Molteplici e diversi sono i segnali di questo arretramento.
Il primo è quello di rigettare o limitare le regole del gioco democratico non accettando i risultati delle elezioni politiche, oppure organizzando l’opinione pubblica per screditarle. A questo si accompagna l’attacco continuo, diretto e brutale nei confronti degli avversari, mettendo in dubbio la loro stessa legittimità, in quanto presunti agenti di potenze straniere o ipotetici criminali inadeguati a partecipare al gioco politico.
A ciò si aggiunge il progressivo screditamento dei numerosi e necessari arbitri che operano nel sistema democratico, a partire dalle autorità di regolamentazione per finire con la Magistratura.
Si tratta in questi casi di una vera e propria violazione delle regole, alle quali si accompagna spesso l’abbandono delle tradizionali consuetudini della vita democratica, come la separazione tra gli affari pubblici e quelli privati, l’inserimento di parenti nelle cariche pubbliche o il sistematico cambiamento dei collegi e delle leggi elettorali, in modo da favorire la propria fazione. Quando non si arriva ai casi, oggi frequenti non solo nei paesi africani, nei quali la Costituzione viene abbandonata nel momento in cui essa pone un limite alla durata del mandato di chi detiene il potere.

______________________________

ISTRUZIONI:
A) Trascriva dal testo di riferimento il passo che va da "Il primo è quello" a "al gioco politico.".
B) Riporti tutti gli esempi, introdotti da «come», che il testo di riferimento associa all'abbandono delle tradizionali consuetudini della vita democratica.
C) Nel testo di riferimento, in quanto che cosa gli avversari si vedono contestare la propria legittimità?
I record non hanno alcuna attinenza con queste consegne.

______________________________

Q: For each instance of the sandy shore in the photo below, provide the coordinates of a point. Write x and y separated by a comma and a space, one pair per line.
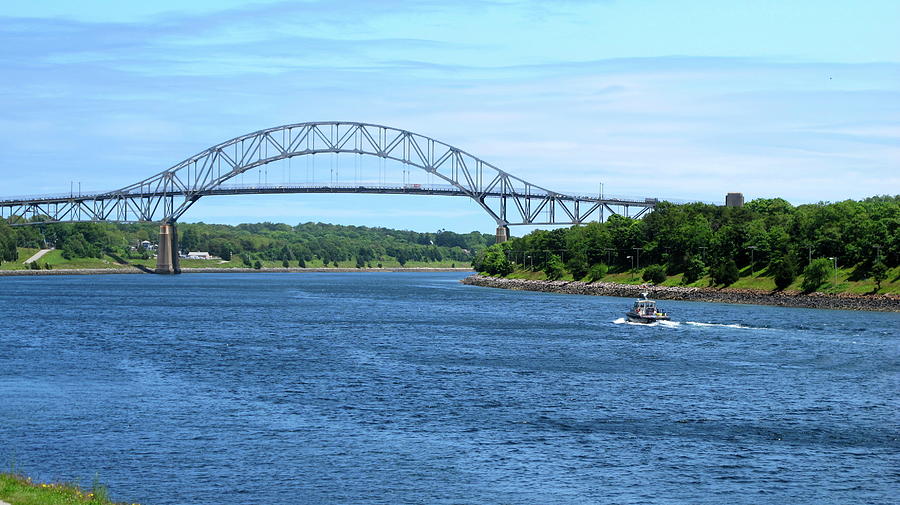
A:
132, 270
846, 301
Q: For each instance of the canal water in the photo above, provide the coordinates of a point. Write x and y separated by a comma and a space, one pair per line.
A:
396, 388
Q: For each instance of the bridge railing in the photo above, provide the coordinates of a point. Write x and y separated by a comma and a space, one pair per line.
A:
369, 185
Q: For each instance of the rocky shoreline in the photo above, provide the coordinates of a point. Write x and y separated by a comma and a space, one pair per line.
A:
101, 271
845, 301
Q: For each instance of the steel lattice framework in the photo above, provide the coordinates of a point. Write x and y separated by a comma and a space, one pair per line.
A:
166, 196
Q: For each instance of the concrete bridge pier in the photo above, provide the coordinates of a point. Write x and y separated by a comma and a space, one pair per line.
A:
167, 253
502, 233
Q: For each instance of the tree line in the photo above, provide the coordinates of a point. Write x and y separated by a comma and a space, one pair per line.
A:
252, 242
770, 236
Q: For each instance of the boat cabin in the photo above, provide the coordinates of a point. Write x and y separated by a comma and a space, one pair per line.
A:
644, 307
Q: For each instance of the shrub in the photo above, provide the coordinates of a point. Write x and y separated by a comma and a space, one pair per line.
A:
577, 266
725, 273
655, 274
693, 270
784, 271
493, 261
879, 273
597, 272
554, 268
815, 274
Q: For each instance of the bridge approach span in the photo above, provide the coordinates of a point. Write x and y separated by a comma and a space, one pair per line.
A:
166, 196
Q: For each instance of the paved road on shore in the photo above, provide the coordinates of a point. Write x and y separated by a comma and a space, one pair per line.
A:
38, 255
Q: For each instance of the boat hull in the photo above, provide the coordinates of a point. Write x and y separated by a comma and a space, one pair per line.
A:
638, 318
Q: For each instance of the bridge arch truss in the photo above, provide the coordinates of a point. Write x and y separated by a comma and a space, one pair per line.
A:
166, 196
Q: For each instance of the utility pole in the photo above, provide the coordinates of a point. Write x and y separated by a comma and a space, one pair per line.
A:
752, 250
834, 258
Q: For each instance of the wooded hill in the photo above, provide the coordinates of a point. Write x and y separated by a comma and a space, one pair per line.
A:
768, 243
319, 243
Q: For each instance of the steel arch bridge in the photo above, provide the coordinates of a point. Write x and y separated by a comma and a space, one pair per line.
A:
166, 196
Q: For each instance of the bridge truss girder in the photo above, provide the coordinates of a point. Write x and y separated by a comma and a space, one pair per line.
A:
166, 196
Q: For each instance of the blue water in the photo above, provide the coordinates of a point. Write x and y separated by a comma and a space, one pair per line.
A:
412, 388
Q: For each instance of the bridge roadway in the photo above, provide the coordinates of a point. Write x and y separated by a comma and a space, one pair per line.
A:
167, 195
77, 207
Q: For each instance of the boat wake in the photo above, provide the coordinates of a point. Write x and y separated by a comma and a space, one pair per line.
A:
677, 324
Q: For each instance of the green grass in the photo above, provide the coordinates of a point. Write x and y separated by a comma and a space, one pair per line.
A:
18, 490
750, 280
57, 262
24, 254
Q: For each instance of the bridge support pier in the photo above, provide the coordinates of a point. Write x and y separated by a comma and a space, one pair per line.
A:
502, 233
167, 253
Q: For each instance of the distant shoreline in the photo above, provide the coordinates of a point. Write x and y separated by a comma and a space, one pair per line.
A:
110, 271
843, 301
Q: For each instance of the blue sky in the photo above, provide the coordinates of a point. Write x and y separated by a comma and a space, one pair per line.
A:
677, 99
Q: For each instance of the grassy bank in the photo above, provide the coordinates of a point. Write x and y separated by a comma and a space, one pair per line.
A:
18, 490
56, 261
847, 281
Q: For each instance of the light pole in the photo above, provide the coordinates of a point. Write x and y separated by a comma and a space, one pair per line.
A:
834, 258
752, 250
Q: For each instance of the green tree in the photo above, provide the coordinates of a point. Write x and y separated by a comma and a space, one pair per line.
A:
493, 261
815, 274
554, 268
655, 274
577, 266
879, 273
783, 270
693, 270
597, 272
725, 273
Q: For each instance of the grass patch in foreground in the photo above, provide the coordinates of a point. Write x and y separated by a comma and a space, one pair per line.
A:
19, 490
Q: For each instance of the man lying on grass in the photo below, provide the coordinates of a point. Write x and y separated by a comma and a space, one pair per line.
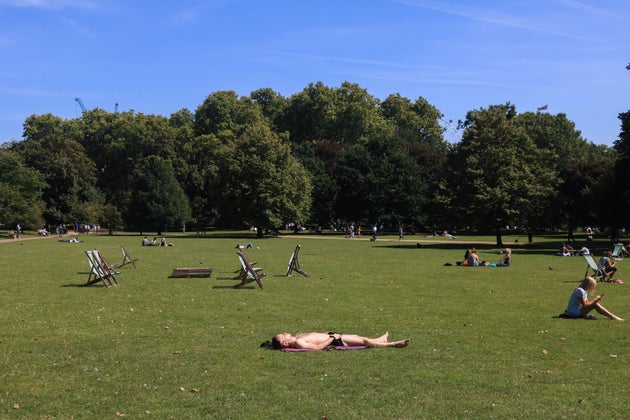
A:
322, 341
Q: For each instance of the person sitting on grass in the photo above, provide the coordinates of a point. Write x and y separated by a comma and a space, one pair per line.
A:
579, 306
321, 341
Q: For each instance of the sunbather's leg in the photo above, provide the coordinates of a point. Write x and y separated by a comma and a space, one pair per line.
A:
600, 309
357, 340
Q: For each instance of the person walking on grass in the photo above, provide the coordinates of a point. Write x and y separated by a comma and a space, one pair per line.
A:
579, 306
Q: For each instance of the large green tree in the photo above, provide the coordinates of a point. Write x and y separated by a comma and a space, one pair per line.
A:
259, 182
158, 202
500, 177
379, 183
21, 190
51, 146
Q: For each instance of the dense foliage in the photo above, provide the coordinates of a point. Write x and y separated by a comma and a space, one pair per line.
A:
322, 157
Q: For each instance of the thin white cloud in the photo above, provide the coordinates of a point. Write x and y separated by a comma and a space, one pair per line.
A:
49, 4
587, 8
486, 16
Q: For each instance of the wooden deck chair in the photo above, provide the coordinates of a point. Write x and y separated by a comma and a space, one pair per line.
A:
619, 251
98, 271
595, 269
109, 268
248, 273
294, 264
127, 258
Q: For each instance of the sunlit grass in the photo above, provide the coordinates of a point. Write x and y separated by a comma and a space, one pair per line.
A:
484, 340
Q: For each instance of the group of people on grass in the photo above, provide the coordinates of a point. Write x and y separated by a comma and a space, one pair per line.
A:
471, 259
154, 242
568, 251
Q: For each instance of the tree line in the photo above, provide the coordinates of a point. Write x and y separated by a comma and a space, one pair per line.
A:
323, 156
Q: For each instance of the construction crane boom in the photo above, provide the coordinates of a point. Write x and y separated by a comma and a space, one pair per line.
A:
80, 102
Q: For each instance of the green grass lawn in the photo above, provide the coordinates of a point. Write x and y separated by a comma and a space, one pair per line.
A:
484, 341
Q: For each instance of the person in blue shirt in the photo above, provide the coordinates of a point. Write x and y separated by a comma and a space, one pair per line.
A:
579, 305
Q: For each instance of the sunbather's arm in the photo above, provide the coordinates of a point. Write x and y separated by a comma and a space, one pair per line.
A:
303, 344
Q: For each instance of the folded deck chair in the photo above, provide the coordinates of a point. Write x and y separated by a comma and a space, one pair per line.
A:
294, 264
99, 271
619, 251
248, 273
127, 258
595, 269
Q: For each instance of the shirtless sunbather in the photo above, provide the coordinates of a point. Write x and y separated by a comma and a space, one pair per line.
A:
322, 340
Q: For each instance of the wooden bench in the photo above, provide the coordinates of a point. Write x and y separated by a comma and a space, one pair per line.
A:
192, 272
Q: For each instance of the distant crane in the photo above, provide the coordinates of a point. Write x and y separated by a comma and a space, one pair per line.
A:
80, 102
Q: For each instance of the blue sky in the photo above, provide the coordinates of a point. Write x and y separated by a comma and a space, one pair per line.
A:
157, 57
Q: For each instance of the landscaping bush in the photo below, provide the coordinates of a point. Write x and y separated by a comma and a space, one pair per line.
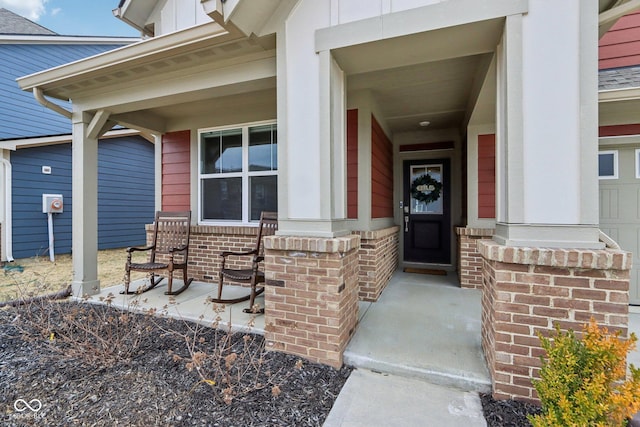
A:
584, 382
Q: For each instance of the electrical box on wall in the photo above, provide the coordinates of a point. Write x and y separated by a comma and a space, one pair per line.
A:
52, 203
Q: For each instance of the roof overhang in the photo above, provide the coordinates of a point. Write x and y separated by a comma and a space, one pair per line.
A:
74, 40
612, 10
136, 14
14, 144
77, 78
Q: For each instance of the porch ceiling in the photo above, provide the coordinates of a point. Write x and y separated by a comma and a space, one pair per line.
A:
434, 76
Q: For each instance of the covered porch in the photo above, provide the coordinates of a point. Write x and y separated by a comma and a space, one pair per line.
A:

______________________________

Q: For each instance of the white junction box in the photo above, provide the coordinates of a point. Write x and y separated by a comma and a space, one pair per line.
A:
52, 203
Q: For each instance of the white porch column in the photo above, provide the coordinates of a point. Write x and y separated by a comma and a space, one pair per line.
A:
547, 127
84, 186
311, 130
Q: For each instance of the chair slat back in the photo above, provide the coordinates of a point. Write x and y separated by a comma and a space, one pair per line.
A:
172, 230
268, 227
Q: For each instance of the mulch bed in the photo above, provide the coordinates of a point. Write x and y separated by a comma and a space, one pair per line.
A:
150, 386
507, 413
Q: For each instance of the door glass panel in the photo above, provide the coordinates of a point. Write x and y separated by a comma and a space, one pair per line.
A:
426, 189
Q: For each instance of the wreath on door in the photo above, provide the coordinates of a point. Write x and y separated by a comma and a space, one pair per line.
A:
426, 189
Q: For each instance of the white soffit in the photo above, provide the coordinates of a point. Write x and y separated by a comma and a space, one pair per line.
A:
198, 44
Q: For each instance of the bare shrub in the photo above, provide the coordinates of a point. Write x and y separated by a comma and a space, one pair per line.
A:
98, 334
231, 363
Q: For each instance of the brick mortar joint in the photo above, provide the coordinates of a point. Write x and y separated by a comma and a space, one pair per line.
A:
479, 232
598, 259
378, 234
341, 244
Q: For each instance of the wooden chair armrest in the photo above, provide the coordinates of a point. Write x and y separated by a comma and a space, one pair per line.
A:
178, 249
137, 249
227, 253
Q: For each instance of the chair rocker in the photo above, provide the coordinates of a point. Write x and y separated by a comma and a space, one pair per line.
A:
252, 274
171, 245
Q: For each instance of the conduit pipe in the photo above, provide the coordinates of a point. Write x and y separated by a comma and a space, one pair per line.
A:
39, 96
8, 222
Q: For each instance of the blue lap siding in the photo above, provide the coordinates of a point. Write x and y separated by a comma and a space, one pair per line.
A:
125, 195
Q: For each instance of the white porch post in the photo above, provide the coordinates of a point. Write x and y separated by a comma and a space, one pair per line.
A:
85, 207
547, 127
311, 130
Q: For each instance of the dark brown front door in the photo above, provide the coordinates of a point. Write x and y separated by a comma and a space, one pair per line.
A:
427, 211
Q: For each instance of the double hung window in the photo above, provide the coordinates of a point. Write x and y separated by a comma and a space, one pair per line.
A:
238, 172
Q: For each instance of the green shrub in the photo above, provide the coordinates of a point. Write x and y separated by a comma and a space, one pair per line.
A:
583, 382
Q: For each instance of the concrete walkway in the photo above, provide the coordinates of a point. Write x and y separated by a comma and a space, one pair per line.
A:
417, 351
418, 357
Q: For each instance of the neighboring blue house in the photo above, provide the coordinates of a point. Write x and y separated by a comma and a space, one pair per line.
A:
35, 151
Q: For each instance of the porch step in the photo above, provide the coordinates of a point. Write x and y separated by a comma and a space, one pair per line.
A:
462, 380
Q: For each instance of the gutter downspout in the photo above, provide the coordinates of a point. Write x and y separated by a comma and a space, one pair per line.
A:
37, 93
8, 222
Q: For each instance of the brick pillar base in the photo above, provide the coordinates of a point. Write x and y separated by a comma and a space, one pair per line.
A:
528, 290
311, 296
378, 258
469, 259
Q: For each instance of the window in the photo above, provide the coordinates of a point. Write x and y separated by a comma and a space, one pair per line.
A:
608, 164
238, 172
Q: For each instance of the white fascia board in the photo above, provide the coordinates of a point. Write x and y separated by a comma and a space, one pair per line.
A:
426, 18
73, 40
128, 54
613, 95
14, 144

______________________________

RISPOSTE SCRITTE:
A)
Il primo è quello di rigettare o limitare le regole del gioco democratico non accettando i risultati delle elezioni politiche, oppure organizzando l’opinione pubblica per screditarle. A questo si accompagna l’attacco continuo, diretto e brutale nei confronti degli avversari, mettendo in dubbio la loro stessa legittimità, in quanto presunti agenti di potenze straniere o ipotetici criminali inadeguati a partecipare al gioco politico.

B)
- la separazione tra gli affari pubblici e quelli privati
- l'inserimento di parenti nelle cariche pubbliche
- il sistematico cambiamento dei collegi e delle leggi elettorali

C) In quanto presunti agenti di potenze straniere o ipotetici criminali inadeguati a partecipare al gioco politico.